** Records to use follows **

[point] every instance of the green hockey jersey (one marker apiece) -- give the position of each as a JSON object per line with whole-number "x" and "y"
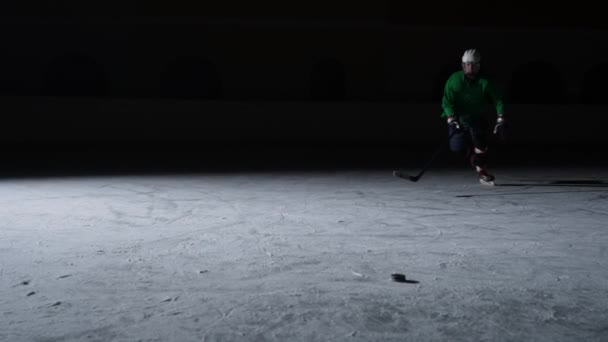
{"x": 467, "y": 99}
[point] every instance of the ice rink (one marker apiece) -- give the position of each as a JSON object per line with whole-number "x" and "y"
{"x": 305, "y": 256}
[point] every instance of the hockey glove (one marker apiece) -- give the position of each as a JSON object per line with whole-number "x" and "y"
{"x": 500, "y": 129}
{"x": 453, "y": 122}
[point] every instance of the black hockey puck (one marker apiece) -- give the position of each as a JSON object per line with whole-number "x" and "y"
{"x": 398, "y": 277}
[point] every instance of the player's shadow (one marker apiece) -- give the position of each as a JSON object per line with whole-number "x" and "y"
{"x": 559, "y": 183}
{"x": 595, "y": 185}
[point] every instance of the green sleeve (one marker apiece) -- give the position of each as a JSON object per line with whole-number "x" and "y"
{"x": 496, "y": 98}
{"x": 448, "y": 99}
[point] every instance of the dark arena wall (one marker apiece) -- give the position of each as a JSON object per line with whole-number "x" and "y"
{"x": 74, "y": 73}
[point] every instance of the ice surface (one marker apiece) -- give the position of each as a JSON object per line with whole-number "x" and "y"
{"x": 305, "y": 256}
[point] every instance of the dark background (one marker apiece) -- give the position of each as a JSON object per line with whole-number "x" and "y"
{"x": 157, "y": 85}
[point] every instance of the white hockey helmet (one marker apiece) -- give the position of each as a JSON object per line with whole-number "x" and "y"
{"x": 471, "y": 56}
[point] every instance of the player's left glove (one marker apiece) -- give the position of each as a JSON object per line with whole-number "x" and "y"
{"x": 500, "y": 129}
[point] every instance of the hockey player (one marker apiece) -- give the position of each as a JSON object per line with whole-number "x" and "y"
{"x": 466, "y": 95}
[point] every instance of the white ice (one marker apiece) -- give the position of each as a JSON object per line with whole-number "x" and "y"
{"x": 305, "y": 256}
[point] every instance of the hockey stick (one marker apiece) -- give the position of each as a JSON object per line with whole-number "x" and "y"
{"x": 428, "y": 164}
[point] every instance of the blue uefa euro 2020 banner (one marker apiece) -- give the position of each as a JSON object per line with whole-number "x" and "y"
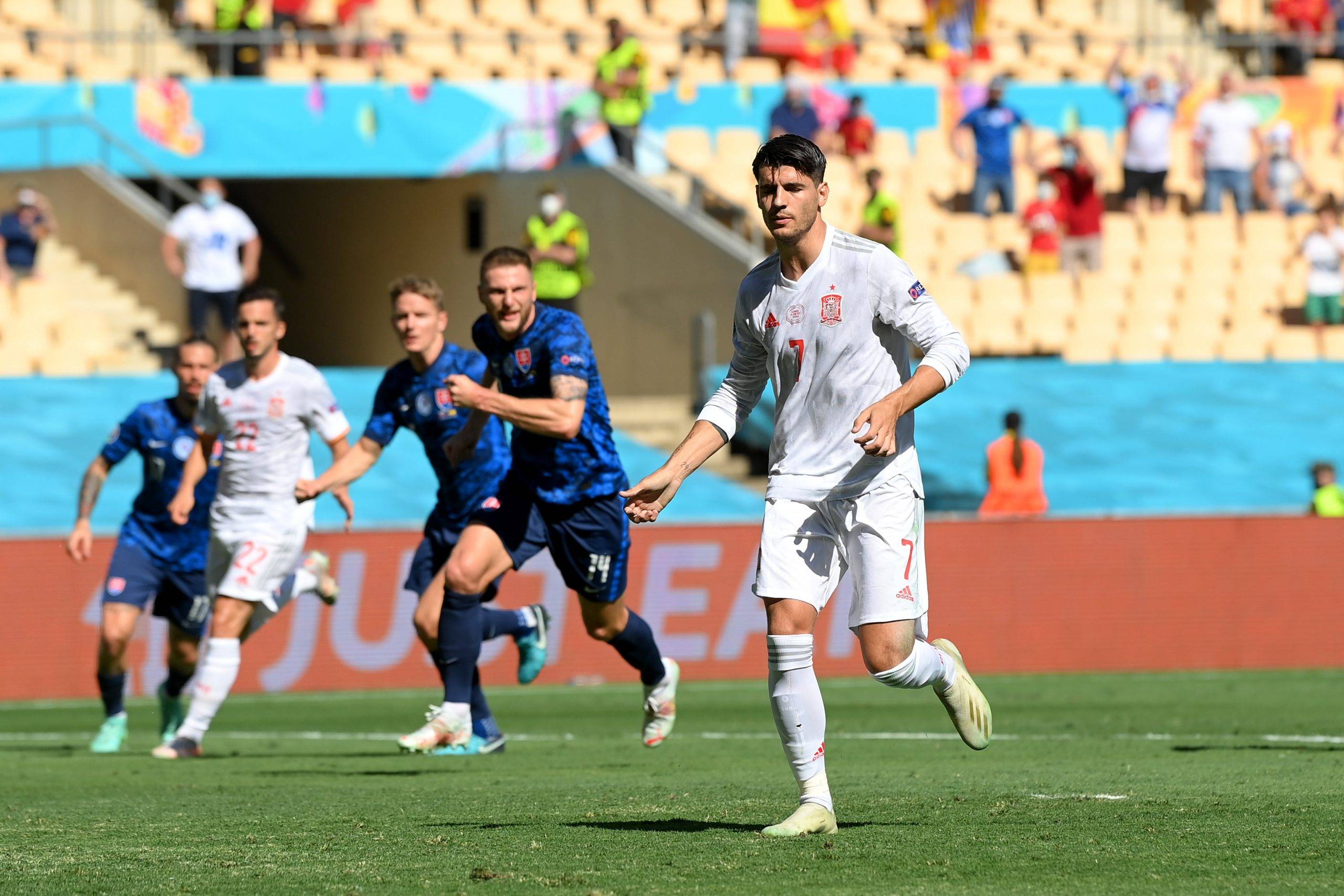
{"x": 246, "y": 128}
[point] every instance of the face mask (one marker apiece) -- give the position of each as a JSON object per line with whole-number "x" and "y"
{"x": 551, "y": 206}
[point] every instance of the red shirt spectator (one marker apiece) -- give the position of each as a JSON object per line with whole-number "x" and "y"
{"x": 1303, "y": 15}
{"x": 1079, "y": 203}
{"x": 857, "y": 129}
{"x": 1042, "y": 218}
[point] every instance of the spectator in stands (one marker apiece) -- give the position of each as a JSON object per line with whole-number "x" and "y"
{"x": 623, "y": 83}
{"x": 1079, "y": 206}
{"x": 992, "y": 127}
{"x": 212, "y": 233}
{"x": 857, "y": 129}
{"x": 288, "y": 16}
{"x": 241, "y": 18}
{"x": 882, "y": 214}
{"x": 1324, "y": 253}
{"x": 1281, "y": 182}
{"x": 1042, "y": 219}
{"x": 1015, "y": 469}
{"x": 1327, "y": 495}
{"x": 795, "y": 114}
{"x": 558, "y": 242}
{"x": 1306, "y": 29}
{"x": 1151, "y": 112}
{"x": 22, "y": 230}
{"x": 1226, "y": 145}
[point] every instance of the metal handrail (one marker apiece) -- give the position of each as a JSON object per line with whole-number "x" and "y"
{"x": 108, "y": 141}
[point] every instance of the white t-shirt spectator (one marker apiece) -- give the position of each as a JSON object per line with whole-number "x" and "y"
{"x": 1326, "y": 254}
{"x": 1225, "y": 127}
{"x": 1148, "y": 127}
{"x": 213, "y": 238}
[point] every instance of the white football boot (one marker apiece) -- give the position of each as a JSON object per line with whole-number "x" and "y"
{"x": 965, "y": 704}
{"x": 443, "y": 729}
{"x": 808, "y": 818}
{"x": 660, "y": 705}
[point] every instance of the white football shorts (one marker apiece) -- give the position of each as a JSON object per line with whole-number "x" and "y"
{"x": 878, "y": 536}
{"x": 252, "y": 567}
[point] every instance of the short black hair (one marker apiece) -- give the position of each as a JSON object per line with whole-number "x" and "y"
{"x": 264, "y": 294}
{"x": 791, "y": 151}
{"x": 505, "y": 257}
{"x": 193, "y": 340}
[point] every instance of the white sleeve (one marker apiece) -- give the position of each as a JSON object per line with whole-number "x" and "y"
{"x": 323, "y": 413}
{"x": 246, "y": 230}
{"x": 901, "y": 301}
{"x": 207, "y": 412}
{"x": 749, "y": 371}
{"x": 178, "y": 226}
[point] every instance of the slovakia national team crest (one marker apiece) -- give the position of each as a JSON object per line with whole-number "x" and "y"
{"x": 831, "y": 309}
{"x": 523, "y": 359}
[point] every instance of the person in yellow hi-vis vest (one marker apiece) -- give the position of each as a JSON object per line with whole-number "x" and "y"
{"x": 882, "y": 214}
{"x": 557, "y": 239}
{"x": 623, "y": 75}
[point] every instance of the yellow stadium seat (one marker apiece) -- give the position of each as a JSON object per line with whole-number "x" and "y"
{"x": 1335, "y": 344}
{"x": 1295, "y": 344}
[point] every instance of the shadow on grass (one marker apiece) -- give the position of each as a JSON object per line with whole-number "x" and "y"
{"x": 1269, "y": 747}
{"x": 682, "y": 825}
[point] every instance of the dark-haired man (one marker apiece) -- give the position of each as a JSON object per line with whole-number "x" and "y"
{"x": 414, "y": 394}
{"x": 560, "y": 493}
{"x": 261, "y": 410}
{"x": 828, "y": 320}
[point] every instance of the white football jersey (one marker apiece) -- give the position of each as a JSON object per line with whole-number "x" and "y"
{"x": 264, "y": 429}
{"x": 832, "y": 343}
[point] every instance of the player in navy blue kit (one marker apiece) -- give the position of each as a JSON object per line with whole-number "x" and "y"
{"x": 155, "y": 558}
{"x": 561, "y": 491}
{"x": 414, "y": 395}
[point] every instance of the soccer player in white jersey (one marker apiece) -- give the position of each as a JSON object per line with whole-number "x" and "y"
{"x": 261, "y": 407}
{"x": 828, "y": 320}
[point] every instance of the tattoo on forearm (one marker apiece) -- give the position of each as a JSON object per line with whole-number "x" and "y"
{"x": 89, "y": 491}
{"x": 569, "y": 388}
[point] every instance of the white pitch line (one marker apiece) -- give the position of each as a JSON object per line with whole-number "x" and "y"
{"x": 20, "y": 736}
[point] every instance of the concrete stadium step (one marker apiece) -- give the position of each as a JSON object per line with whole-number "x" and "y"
{"x": 663, "y": 421}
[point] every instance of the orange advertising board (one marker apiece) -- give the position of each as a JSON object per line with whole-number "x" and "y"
{"x": 1016, "y": 596}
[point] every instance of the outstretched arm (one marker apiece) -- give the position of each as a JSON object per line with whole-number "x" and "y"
{"x": 80, "y": 544}
{"x": 558, "y": 417}
{"x": 646, "y": 499}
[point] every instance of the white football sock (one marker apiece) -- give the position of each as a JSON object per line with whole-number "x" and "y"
{"x": 304, "y": 582}
{"x": 927, "y": 666}
{"x": 799, "y": 714}
{"x": 214, "y": 679}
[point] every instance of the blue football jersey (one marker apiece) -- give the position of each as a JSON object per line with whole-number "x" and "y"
{"x": 421, "y": 404}
{"x": 164, "y": 441}
{"x": 561, "y": 471}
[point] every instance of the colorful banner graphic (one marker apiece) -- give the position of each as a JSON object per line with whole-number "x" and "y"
{"x": 1015, "y": 597}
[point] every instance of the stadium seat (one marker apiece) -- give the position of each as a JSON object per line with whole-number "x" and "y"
{"x": 1294, "y": 344}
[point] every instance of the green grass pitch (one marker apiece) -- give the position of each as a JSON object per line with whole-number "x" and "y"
{"x": 1184, "y": 784}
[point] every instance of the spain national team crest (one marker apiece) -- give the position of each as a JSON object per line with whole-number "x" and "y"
{"x": 831, "y": 309}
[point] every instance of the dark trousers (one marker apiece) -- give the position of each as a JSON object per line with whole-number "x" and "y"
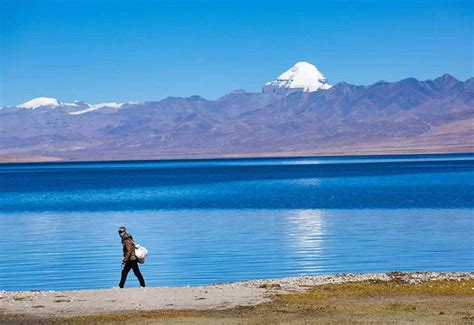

** End of Records to use **

What to do –
Only the lines from the one with "[point] every instance of the stadium" through the end of the listing above should be output, exactly as written and with no pictures.

Exercise response –
[point] every instance of the stadium seat (one marker apiece) -- give the position of each as a JSON object per line with whole-number "x" and "y"
{"x": 1294, "y": 344}
[point] every instance of the green grass pitch (one marker apiece) -- give the position of each as a JSON object per line with whole-number "x" and "y"
{"x": 1184, "y": 784}
[point] every instance of the spain national team crest (one marker apiece) -- give the position of each as a JSON object per line with whole-number "x" and "y"
{"x": 831, "y": 309}
[point] every instance of the dark trousers (one marker apiece) -- give the position of each as a JSON object per line with whole-number "x" and "y"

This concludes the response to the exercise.